Write out the records word for word.

______________________________

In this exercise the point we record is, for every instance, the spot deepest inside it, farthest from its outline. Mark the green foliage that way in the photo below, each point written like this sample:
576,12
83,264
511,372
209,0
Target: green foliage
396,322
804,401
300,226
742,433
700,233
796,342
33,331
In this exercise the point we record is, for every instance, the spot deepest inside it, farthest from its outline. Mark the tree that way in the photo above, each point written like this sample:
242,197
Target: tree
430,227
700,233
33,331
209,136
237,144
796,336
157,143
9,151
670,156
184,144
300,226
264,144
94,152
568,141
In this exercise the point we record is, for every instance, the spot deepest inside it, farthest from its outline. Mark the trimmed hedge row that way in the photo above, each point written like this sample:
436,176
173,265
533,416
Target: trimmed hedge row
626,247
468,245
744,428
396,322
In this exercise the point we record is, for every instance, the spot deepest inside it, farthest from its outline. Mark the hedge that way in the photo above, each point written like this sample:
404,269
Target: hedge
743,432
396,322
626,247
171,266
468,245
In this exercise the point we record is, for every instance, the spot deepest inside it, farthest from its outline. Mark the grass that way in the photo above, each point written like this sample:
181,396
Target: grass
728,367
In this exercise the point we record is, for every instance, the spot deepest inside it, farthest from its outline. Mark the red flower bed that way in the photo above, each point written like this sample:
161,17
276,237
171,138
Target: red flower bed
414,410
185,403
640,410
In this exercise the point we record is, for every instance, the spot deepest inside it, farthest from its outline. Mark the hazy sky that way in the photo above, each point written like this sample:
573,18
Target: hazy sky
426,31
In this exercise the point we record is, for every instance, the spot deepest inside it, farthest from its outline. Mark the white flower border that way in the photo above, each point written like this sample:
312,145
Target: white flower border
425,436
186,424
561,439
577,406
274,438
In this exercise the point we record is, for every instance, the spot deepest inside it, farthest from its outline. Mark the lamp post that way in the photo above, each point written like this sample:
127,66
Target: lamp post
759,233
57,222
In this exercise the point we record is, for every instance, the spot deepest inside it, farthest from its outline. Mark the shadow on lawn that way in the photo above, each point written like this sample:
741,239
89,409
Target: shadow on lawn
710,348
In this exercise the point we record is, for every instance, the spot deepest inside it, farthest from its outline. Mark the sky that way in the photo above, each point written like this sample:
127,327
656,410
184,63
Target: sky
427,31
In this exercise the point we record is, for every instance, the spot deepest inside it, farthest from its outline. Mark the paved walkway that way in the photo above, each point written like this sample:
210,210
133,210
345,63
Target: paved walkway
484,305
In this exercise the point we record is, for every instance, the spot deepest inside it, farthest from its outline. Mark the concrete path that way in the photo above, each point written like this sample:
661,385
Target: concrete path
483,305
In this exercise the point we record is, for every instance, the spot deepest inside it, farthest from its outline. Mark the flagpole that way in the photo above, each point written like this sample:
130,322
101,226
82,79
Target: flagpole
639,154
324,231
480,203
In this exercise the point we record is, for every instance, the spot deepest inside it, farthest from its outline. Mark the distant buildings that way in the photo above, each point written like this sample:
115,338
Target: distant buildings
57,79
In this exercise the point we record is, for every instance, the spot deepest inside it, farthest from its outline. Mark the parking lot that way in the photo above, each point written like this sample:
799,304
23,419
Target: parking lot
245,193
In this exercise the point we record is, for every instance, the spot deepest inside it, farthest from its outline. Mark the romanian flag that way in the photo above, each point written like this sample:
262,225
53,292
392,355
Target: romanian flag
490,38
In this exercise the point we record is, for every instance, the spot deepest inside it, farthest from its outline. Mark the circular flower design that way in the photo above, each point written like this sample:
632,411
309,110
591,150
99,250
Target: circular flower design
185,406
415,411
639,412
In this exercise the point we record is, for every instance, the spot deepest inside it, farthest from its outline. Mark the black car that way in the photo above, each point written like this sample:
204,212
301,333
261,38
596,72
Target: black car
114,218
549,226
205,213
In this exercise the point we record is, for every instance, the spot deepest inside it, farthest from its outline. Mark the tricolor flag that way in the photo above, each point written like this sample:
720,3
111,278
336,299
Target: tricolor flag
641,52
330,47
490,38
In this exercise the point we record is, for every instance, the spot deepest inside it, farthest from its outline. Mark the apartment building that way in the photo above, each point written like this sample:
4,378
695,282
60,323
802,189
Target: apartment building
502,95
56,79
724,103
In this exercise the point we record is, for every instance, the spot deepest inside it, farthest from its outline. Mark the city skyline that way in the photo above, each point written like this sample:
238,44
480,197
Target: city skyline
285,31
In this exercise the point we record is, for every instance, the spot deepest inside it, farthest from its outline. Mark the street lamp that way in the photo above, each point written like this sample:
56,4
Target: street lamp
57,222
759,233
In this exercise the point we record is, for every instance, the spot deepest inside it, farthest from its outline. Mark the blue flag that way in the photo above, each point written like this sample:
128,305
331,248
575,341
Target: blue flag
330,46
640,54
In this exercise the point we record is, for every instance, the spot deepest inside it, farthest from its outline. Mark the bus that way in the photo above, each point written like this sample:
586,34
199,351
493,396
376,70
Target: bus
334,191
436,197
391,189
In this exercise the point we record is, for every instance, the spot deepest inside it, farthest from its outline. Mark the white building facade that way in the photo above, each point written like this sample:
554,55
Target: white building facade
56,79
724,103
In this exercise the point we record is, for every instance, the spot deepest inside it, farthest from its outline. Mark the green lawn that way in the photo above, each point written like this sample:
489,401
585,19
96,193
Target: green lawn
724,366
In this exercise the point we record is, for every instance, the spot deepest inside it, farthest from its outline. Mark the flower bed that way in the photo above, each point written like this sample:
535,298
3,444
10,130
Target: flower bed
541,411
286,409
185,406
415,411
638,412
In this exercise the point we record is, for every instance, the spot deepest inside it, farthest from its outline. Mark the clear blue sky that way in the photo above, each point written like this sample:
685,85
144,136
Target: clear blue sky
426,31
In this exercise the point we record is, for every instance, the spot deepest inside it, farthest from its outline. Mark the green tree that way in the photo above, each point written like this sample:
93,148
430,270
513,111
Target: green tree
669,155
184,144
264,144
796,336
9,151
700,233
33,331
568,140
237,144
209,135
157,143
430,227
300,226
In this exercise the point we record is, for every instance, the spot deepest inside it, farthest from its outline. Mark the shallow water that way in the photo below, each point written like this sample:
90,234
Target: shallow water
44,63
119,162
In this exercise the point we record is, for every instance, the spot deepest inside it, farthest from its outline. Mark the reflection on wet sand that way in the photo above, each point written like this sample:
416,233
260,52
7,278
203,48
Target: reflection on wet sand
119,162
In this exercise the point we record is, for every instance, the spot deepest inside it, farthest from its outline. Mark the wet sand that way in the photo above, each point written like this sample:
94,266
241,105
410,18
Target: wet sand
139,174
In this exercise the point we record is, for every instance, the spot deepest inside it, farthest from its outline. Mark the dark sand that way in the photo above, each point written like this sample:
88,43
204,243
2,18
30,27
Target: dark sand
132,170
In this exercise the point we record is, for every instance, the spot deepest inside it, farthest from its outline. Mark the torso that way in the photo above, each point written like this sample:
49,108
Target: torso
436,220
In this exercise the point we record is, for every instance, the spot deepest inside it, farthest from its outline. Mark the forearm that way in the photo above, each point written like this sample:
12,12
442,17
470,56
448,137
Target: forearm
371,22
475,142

______________________________

Output for this exercise:
In this exercise the point we record is, for every instance, the spot deepest inside it, farthest from its outline. Mark the green foliage that way in the photo below, each point written like this sample:
576,12
83,264
511,372
209,0
Target: green foliage
396,322
804,401
300,226
742,433
700,233
796,342
33,331
In this exercise the point we record is, for every instance, the spot deepest inside it, farthest from its outline. Mark the tree that way in the photo above, each point written like this sample:
242,197
Target: tree
430,227
700,233
33,331
209,136
237,144
796,336
157,143
9,151
670,156
184,144
300,226
264,144
94,152
568,141
In this exercise the point we record is, for every instance, the spot deepest inside it, farthest from its outline. Mark the trimmed hedge row that way in the photo above, each point written like this sample:
436,176
173,265
533,416
Target: trimmed hedge row
626,247
468,245
744,428
396,322
In this exercise the point we record is, for every instance, the spot deepest inside it, farthest from its outline. Mark the hedge that way in the photo above, each point written like this sample:
404,269
Target: hedge
743,432
396,322
626,247
171,266
468,245
In this exercise the point we record is, for every instance, the spot deepest inside it, farthest from its outline. Mark the grass that way in the photo above, each point written like this sample:
181,396
Target: grass
728,367
In this exercise the point we record is, for every instance, the spot deepest inside it, farthest from its outline. Mark the red flower bed that way in the photo above, each point written like this sample:
161,17
276,237
171,138
Target: red flower bed
414,410
185,403
640,410
In this exercise the point we record is, for every instance, the spot deepest inside it, farthest from its outline. Mark the hazy sky that way in the photo above, each point written like this sample:
573,18
Target: hazy sky
426,31
In this exercise the point we record is, for every instance, the spot deepest inside it, farthest from its outline. Mark the white flower border that way in the photo above, each point written like this sample:
312,145
Target: white flower border
425,436
186,424
561,439
577,406
274,438
In this exercise the point we record is, for every instance, the spot deepest inside it, farthest from its outline. Mark the lamp post that way in the photo above, each point written like this sample:
127,66
Target: lamp post
759,233
57,222
In this exercise the point we record is, for every instance, the spot deepest inside it, farthest from its outline. Mark the shadow on lawn that way in the photo above, each point written like this sample:
741,239
89,409
Target: shadow on lawn
710,348
In this exercise the point we record is, for every instance, the spot deepest inside it, farthest from its outline. Mark the sky that way in the photo above, each point written like this sample:
127,327
656,410
184,63
Target: sky
427,31
In this exercise the point we record is, for every instance, the spot deepest inside it, farthest from its outline. Mark the paved walkway that way in the photo above, each point written like this sample:
210,210
133,210
345,63
Target: paved walkway
484,305
In this exercise the point we record is, for every instance, the spot deepest inside it, farthest from its outline. Mark the concrete path that way in the photo above, each point written like this sample:
661,385
Target: concrete path
483,305
In this exercise the point we record is, for every instance, the spot deepest inside it, farthest from its outline. Mark the flagpole that way in the photo above, each point written like this sample:
130,322
101,226
82,79
Target: flagpole
639,154
324,231
480,203
In this exercise the point we record is, for every instance, the spot deepest inside it, farthest from its outline. Mark the distant buildings that way in the photo above, each point written like this sample:
115,338
Target: distant buildings
57,79
In this exercise the point we record is, for every instance, the spot deepest inside it, farthest from its outline. Mark the parking lot that way in the photo above, each point written like this sample:
799,304
23,419
Target: parking lot
245,193
In this exercise the point we record is, for every instance, the spot deepest inside it, farthest from its outline. Mark the romanian flag that way in the photo above, each point written like this sample:
262,225
53,292
392,355
Target: romanian flag
490,38
In this exercise the point we record is, for every instance, the spot deepest inside it, farthest from its outline. Mark the circular flower design that way in the photo above, each point written like this sample:
632,411
309,110
591,150
99,250
Target: circular flower design
185,406
415,411
639,412
In this exercise the point we record is, for every instance, the spot deepest inside it, farthest from its outline. Mark the black car that way in the photo above, each point written like this sample:
204,212
301,333
261,38
596,72
Target: black car
114,218
549,226
205,213
In this exercise the point we record is, for every instance, the spot deepest inside it, farthest from its outline. Mark the tricolor flag that way in the photo above, each point written like this sample:
720,3
111,278
336,299
Target: tricolor flag
641,52
330,47
490,38
In this exercise the point we record is, for every instance, the spot deepest inside it, farthest from its outline. Mark the apartment building that way in the photo above, each point written like this sample:
4,378
695,282
60,323
802,189
Target: apartment building
502,95
56,79
724,103
In this exercise the point we record is, for every instance, the spot deepest inside it, farthest from its outline. Mark the city skyline that way in the photo above, each point written like this sample:
238,44
480,197
Target: city skyline
285,31
In this exercise the point we record is, for every instance, the spot deepest inside it, farthest from its outline. Mark the street lamp that way in the photo above, each point written like this sample:
56,4
Target: street lamp
57,222
759,233
In this exercise the point we record is, for every instance, the spot deepest inside it, farthest from its outline. Mark the blue flag that way in the photo above, each point written like this sample:
128,305
331,248
575,341
Target: blue flag
330,46
640,54
In this exercise the point we record is, for every instance, the spot deepest inside it, farthest from its outline. Mark the bus that way in the photo above, each point written like this sample:
586,34
199,351
493,396
376,70
Target: bus
334,191
436,197
391,189
In this exercise the point we record is, for every instance, the spot deepest inside it, farthest from its outline. Mark the white building facade that way in the photo above, each point written like this sample:
554,55
Target: white building facade
56,79
724,103
In this exercise the point we record is, for every instance, the spot deepest inside it, farthest from its outline. Mark the green lawn that way in the photo above, each point written like this sample:
489,401
585,19
96,193
Target: green lawn
724,366
In this exercise the point we record is, for every instance, the spot deepest inside it, farthest from its outline. Mark the flower bed that way in the photo above, each point written like this sample:
535,298
3,444
10,130
Target: flower bed
541,411
286,409
185,406
415,411
638,412
In this exercise the point we record is, for every instance, the spot deepest inside it, farthest from its outline. Mark the clear blue sky that way in the photo above, each point written like this sample:
685,85
144,136
Target: clear blue sky
426,31
In this exercise the point we record is, for every instance, the spot deepest inside it, farthest from its outline. Mark the green tree that way in the photo above, each point written like this sample:
93,148
430,270
513,111
Target: green tree
669,155
184,144
264,144
796,336
9,151
700,233
33,331
568,140
237,144
209,135
157,143
430,227
300,226
In this exercise the point we record is, for every instance, the spot deepest inside it, farthest from its outline. Mark the shallow water that way in the photo below, each point written like this sample:
90,234
Target: shallow water
44,63
119,162
In this exercise the point we record is, for every instance, the spot deepest inside it, farthest from its outline. Mark the reflection on wet sand that way in the photo above, each point written like this sample:
416,233
260,52
7,278
203,48
Target: reflection on wet sand
119,162
In this exercise the point we record is, for every instance, the spot deepest inside it, farthest from its outline. Mark the wet sand that way in the photo above, each point written like this sample:
94,266
241,105
410,18
Target: wet sand
139,174
In this exercise the point we record is, for every instance, the spot deepest inside it, farthest from its outline. Mark the dark sand that way in the photo above, each point written like this sample:
88,43
204,243
2,18
30,27
Target: dark sand
132,170
In this exercise the point we record is, for every instance, the spot deepest inside it, farthest from its outline. Mark the torso that way in the photo above, each point written like this sample:
49,108
Target: torso
436,220
In this exercise the point we record is, for every instance, the spot deepest inside it, farthest from its outline. Mark the forearm that way in the photo above, each point written like this sample:
12,12
442,17
470,56
448,137
Target: forearm
371,22
475,142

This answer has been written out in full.